● GIVEN PASSAGE
Propylene Resin Compositions
[0059] The propylene resin composition of the invention may be
produced by blending the aforementioned components (A), (B), (C),
(D) and (E), and optionally other additives. These components may
be added in any order.
[0060] In the propylene resin composition of the invention, the
melt flow rate of the composition as a whole (230.degree. C., 2.16
kg load) is preferably 10 g/10 min to 70 g/10 min, and particularly
preferably 10 g/10 min to 45 g/10 min.
[0061] The proportions of the components in the propylene resin
composition of the invention are (A): 35 to 85 parts by weight,
(B): 5 to 25 parts by weight, (C): 10 to 40 parts by weight, (D):
0.01 to 1.0 part by weight, and (E): 0.1 to 3 parts by weight with
respect to the total of the components (A), (B) and (C) taken as
100 parts by weight.
[0062] The content of the component (A) is preferably 45 to 85
parts by weight, and more preferably 55 to 75 parts by weight. If
the content of the component (A) is less than 35 parts by weight,
the resistance of shaped articles to flaws such as glazed marks is
decreased. Adding the component (A) in an amount exceeding 85 parts
by weight results in a decrease in the rigidity of shaped
articles.

● PROBLEM REQUIREMENTS
In the passage on propylene resin compositions, what results from adding component (A) in an amount exceeding 85 parts by weight? The items have nothing to do with the passage on propylene resin compositions.

● RECORDS SUPPLIED
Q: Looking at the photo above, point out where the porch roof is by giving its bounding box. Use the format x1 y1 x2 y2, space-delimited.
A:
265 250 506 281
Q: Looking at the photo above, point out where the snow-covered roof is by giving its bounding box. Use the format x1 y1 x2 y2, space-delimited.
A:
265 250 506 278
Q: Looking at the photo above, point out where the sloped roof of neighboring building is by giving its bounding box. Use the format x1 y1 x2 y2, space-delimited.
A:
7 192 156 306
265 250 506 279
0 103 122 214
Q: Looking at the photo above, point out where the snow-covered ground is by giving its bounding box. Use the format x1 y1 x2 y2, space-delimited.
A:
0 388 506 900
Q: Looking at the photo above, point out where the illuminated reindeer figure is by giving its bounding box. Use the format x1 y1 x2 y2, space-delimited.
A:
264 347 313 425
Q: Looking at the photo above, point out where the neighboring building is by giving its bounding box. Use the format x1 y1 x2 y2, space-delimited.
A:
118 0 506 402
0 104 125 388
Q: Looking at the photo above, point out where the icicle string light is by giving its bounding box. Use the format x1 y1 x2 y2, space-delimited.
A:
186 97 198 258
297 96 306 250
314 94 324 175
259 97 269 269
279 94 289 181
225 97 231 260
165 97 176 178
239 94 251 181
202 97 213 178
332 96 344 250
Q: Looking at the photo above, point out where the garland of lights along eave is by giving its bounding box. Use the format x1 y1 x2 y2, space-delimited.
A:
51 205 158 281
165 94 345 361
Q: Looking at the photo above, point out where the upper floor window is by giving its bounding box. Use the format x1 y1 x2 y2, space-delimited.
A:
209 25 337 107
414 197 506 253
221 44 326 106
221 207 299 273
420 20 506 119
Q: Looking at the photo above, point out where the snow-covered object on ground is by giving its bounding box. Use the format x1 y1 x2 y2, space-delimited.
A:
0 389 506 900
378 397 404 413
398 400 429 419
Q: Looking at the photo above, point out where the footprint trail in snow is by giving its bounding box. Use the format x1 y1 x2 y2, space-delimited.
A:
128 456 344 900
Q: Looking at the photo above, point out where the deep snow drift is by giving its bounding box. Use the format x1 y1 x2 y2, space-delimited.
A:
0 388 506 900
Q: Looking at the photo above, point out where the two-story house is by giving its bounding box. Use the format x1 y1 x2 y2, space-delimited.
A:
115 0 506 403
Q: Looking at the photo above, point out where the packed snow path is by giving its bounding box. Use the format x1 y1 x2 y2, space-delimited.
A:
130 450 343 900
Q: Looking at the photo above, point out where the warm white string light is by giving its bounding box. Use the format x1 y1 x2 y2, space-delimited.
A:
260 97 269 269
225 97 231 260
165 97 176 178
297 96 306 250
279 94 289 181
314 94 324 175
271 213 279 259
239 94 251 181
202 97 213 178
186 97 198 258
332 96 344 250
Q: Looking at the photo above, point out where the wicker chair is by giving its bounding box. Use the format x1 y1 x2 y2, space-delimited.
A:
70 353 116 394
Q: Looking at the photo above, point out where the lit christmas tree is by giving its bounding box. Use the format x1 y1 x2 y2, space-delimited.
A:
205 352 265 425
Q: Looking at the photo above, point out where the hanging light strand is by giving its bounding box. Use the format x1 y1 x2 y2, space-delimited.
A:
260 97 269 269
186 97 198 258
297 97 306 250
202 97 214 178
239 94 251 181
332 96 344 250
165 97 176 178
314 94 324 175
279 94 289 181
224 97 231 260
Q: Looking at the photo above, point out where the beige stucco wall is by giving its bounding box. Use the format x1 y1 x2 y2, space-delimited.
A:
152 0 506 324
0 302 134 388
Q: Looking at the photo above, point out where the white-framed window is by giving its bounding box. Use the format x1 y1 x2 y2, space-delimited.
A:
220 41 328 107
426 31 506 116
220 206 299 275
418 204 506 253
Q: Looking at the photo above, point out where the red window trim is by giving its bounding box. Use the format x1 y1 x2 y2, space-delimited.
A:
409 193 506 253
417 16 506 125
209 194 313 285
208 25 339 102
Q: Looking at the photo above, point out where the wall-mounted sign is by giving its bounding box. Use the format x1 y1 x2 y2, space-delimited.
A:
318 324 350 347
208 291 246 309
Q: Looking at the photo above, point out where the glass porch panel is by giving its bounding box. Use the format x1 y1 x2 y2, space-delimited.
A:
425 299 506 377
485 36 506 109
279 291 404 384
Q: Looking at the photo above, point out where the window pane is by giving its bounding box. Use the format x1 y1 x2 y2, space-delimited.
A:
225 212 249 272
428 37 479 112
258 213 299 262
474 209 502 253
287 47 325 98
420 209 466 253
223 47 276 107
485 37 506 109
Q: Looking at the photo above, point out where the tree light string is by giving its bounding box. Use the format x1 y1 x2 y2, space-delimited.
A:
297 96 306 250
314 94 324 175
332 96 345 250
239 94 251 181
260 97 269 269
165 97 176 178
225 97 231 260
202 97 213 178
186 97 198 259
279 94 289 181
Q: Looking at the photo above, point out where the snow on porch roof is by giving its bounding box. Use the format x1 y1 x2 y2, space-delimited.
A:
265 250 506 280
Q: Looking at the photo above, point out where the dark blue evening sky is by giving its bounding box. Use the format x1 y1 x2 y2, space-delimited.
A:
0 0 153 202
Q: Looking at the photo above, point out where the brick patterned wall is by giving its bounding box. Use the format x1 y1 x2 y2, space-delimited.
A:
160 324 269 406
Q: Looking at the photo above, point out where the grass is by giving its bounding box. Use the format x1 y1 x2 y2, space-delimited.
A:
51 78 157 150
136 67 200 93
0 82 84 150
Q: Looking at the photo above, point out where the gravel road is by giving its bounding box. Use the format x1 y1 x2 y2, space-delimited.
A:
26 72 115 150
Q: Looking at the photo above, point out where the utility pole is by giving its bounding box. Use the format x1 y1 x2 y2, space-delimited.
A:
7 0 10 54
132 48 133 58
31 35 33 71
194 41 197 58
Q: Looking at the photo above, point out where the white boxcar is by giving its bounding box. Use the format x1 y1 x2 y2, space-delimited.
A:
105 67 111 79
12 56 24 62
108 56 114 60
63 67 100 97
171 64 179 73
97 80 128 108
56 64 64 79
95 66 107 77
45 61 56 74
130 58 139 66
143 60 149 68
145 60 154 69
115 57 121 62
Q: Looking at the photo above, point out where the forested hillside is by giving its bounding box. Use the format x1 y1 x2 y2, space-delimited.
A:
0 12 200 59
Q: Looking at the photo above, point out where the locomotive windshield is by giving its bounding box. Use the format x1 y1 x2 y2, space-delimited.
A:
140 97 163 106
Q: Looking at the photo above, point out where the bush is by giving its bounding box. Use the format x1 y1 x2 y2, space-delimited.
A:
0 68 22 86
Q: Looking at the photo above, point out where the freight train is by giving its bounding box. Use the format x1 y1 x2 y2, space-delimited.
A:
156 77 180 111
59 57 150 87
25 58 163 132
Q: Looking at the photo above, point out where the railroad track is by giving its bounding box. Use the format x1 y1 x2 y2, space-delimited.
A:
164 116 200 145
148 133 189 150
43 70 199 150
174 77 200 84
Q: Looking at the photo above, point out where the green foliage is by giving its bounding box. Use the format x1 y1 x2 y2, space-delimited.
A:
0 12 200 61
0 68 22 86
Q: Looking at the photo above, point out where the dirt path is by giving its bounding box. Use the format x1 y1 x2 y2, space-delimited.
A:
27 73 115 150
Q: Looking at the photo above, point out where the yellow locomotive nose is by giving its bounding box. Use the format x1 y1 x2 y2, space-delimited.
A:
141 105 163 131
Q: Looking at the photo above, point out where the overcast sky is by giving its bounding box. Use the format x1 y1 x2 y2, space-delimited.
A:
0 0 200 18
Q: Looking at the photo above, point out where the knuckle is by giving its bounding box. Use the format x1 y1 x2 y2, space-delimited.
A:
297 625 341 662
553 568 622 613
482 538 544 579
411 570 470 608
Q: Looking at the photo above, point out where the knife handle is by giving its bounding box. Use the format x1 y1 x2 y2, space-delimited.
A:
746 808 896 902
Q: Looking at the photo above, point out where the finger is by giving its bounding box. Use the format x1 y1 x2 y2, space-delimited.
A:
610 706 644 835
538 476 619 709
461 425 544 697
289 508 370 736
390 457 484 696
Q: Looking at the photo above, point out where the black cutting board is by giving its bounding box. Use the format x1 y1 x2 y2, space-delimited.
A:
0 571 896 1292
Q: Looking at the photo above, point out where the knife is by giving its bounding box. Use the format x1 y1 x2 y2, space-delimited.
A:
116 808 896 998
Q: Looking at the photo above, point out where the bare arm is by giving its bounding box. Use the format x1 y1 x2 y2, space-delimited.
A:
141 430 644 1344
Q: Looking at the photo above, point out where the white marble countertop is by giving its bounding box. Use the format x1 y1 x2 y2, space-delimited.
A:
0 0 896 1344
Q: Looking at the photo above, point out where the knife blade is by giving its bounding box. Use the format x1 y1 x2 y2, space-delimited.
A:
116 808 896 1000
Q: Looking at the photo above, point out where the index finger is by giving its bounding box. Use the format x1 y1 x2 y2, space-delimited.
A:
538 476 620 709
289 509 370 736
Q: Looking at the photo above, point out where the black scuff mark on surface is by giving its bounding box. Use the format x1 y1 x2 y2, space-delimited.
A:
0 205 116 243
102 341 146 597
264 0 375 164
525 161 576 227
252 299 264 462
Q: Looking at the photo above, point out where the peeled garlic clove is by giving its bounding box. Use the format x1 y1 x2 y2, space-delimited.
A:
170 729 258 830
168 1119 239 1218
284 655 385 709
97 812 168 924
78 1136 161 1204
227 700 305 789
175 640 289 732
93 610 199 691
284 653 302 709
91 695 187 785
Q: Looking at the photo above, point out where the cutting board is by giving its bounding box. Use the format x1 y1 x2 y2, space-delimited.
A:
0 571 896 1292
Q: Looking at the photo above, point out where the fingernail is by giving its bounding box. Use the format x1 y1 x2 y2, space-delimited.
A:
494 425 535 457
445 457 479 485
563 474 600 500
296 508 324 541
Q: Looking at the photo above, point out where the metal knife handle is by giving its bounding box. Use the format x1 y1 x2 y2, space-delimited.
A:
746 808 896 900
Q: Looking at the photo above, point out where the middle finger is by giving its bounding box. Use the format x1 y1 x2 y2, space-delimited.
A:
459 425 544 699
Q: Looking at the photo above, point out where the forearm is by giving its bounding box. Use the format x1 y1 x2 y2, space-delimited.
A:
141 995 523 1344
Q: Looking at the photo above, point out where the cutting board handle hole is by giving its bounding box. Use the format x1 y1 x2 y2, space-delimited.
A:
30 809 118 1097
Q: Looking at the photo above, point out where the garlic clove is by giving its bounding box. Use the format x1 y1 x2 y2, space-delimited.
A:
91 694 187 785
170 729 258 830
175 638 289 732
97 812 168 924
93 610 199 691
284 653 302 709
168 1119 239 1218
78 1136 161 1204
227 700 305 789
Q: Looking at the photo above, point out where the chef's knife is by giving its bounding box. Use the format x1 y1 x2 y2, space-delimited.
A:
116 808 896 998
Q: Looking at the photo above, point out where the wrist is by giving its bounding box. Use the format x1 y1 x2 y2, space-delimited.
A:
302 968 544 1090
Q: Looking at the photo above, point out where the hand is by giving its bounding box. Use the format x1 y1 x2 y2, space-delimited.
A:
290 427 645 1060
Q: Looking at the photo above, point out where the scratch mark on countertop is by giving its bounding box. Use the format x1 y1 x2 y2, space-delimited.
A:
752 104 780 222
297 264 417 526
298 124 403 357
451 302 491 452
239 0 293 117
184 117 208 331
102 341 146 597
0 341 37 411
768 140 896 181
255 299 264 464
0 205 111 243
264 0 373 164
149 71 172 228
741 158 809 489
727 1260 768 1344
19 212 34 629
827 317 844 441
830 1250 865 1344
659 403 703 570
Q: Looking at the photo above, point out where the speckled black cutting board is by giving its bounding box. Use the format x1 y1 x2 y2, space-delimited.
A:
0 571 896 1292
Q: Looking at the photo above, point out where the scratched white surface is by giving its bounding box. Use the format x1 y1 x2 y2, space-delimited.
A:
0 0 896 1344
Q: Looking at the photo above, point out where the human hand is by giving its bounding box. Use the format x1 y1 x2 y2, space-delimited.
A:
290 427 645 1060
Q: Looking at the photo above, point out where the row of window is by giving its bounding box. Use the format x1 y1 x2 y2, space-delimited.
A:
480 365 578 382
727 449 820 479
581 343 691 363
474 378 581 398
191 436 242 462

● FINISHED EXERCISE
The rigidity of shaped articles decreases.